» **Short exercise**
Transcribe the lines below verbatim, starting at the line that contains "the truck grille?" and ending at the final line.

[Records from a data source]
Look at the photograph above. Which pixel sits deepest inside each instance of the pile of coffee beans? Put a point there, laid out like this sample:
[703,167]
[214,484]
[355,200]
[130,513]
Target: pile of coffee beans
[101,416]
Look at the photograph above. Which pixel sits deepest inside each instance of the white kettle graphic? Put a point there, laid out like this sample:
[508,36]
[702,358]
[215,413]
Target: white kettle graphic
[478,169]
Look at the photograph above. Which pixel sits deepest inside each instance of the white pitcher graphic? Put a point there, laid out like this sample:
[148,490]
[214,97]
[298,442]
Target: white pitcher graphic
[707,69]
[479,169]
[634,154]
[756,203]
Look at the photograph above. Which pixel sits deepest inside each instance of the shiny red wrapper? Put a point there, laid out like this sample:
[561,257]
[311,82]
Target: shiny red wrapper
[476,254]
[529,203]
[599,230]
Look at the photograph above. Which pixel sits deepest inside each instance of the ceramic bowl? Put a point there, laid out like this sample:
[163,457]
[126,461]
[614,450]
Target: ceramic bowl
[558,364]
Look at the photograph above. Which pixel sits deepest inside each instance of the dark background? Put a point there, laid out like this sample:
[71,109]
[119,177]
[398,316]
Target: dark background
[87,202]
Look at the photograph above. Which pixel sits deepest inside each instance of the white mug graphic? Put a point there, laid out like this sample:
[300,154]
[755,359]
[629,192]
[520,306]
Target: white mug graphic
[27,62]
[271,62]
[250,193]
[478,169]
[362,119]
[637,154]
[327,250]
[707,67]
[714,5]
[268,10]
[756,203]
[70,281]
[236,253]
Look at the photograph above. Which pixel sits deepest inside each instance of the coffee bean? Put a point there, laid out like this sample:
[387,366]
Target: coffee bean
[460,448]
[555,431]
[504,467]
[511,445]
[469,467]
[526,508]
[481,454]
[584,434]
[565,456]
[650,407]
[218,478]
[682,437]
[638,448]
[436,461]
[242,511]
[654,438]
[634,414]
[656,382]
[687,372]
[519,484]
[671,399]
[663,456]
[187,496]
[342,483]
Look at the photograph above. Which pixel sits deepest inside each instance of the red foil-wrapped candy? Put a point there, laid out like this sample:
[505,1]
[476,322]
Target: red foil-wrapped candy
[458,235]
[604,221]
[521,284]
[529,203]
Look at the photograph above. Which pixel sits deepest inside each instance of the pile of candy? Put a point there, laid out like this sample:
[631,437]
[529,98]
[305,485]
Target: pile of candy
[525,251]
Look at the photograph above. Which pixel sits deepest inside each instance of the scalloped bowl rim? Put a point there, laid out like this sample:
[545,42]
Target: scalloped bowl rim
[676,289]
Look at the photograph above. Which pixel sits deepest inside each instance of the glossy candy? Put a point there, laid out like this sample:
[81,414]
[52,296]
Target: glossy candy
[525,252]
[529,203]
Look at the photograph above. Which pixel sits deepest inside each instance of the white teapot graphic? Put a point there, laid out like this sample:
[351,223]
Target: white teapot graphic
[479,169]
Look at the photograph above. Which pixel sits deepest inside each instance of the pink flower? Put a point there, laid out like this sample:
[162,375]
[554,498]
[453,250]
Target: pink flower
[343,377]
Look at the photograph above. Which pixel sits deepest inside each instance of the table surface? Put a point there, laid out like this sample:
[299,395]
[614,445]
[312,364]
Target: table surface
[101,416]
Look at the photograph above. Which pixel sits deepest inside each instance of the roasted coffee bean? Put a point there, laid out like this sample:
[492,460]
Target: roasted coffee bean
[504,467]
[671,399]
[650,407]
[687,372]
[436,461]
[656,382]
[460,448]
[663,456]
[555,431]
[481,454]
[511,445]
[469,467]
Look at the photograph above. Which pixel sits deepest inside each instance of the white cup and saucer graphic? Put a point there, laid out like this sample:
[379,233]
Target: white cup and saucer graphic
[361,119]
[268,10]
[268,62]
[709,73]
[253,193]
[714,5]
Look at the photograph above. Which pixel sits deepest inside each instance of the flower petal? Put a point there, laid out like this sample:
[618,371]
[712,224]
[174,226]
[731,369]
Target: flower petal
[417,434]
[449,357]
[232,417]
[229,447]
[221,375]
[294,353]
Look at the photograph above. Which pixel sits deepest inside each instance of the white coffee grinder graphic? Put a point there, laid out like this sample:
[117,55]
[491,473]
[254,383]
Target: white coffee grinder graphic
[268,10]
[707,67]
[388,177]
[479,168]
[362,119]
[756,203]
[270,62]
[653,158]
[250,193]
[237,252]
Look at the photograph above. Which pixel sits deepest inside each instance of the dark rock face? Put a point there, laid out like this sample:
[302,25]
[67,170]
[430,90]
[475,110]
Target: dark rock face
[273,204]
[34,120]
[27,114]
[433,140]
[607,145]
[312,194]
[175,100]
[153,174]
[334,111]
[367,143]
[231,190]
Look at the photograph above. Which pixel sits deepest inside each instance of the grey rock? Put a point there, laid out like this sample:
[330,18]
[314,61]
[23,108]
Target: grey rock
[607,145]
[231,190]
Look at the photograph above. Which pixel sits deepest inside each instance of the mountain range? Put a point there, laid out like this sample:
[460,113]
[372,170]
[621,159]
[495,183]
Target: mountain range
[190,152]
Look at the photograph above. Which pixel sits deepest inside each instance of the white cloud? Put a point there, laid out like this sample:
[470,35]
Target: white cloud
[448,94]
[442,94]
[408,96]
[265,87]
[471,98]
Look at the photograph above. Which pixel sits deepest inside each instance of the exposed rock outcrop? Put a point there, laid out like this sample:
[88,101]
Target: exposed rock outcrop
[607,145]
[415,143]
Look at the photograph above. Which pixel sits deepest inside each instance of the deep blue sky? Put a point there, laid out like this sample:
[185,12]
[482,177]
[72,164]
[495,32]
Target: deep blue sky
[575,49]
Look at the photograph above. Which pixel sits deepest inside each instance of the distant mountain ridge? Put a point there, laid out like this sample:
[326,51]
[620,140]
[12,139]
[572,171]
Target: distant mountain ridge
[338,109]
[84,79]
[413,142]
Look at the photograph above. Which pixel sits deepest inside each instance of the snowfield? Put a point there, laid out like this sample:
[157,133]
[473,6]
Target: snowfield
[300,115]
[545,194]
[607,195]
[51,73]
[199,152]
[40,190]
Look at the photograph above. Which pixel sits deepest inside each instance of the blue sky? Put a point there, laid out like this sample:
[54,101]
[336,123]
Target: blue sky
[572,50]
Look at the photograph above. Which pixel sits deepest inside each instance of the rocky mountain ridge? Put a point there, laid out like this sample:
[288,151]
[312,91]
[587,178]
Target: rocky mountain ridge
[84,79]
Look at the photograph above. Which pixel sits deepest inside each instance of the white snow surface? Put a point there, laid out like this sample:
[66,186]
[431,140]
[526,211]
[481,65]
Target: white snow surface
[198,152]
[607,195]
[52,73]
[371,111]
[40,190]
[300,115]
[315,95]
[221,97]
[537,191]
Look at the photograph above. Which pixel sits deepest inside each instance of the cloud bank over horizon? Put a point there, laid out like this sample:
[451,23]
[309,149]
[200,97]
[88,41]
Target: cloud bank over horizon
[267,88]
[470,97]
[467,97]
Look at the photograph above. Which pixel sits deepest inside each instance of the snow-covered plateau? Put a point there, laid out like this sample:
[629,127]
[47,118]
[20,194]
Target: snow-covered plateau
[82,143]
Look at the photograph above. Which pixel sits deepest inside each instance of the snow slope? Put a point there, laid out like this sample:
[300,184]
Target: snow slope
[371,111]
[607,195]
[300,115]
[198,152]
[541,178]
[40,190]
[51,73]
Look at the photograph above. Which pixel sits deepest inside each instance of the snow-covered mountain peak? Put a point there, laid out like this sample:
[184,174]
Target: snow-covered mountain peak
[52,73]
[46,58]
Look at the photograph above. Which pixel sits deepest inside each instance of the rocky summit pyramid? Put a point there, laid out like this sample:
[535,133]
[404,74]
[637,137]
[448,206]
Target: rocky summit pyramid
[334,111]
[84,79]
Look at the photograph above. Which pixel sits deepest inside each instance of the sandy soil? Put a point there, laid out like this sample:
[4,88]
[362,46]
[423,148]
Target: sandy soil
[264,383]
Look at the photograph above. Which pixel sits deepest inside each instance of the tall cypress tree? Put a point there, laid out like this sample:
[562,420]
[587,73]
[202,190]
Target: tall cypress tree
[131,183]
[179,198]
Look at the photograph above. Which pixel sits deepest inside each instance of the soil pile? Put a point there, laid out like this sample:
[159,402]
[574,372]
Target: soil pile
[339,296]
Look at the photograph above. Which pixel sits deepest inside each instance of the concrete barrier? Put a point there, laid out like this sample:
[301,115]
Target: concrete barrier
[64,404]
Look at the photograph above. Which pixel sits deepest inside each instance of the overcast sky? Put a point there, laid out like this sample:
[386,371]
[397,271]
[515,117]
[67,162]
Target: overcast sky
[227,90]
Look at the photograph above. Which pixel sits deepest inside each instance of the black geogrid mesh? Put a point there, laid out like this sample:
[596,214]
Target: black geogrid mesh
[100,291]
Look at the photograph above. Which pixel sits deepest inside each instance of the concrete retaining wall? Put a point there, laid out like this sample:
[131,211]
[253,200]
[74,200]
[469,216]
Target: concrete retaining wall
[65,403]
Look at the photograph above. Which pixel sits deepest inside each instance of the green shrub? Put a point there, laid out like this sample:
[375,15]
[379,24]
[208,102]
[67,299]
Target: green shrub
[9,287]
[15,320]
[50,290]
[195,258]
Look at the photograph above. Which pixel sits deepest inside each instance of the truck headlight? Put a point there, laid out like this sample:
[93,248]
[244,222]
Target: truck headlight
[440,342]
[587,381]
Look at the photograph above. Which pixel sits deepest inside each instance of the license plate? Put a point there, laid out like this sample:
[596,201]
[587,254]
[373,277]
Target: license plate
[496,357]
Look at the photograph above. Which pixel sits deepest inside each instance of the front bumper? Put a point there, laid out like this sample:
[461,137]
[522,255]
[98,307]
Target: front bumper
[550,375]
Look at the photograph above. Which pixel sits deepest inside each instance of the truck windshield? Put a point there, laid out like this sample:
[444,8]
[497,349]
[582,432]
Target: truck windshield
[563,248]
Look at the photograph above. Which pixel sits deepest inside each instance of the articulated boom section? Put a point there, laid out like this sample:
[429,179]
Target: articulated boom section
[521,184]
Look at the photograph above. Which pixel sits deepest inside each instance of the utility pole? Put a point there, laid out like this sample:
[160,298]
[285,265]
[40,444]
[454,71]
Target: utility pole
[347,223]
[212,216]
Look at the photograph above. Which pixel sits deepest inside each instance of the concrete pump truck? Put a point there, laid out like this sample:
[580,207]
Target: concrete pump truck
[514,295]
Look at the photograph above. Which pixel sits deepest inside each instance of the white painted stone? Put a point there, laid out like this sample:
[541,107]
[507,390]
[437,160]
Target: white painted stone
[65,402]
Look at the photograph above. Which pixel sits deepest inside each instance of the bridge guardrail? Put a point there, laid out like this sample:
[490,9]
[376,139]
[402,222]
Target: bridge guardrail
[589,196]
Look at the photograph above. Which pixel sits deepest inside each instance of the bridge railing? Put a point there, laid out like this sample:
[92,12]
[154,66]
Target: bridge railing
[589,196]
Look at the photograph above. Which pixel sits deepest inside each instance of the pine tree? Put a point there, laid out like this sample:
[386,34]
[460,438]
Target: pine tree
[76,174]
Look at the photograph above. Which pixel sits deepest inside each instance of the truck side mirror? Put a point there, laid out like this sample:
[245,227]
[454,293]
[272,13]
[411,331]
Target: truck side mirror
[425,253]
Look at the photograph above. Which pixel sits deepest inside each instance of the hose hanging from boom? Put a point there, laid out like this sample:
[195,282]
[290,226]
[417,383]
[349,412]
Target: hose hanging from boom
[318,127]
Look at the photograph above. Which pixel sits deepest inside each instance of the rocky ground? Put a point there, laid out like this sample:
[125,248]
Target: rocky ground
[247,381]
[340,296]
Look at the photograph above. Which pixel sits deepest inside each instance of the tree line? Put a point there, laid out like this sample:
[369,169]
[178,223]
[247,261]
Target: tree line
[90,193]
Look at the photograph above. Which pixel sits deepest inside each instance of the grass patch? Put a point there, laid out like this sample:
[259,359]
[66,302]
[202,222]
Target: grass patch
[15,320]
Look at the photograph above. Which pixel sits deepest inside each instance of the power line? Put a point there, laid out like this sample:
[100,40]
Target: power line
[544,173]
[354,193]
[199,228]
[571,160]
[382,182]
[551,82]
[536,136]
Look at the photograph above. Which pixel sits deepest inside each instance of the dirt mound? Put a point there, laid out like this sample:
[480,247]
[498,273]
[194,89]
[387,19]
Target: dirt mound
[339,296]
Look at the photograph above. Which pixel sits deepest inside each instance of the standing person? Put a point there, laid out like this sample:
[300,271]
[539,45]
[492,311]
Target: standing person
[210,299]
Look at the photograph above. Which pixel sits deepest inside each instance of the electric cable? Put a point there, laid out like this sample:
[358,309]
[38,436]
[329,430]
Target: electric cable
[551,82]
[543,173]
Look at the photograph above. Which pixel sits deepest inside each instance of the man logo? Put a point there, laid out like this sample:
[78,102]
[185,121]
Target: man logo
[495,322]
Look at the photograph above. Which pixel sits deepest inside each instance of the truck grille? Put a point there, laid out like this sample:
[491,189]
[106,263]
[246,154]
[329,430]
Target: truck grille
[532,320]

» **Correct output**
Look at the photograph above. Which pixel sits deepest inside each instance of the truck grille? Put a point there, laid out like this sample:
[491,189]
[106,263]
[246,154]
[329,430]
Target: truck grille
[532,320]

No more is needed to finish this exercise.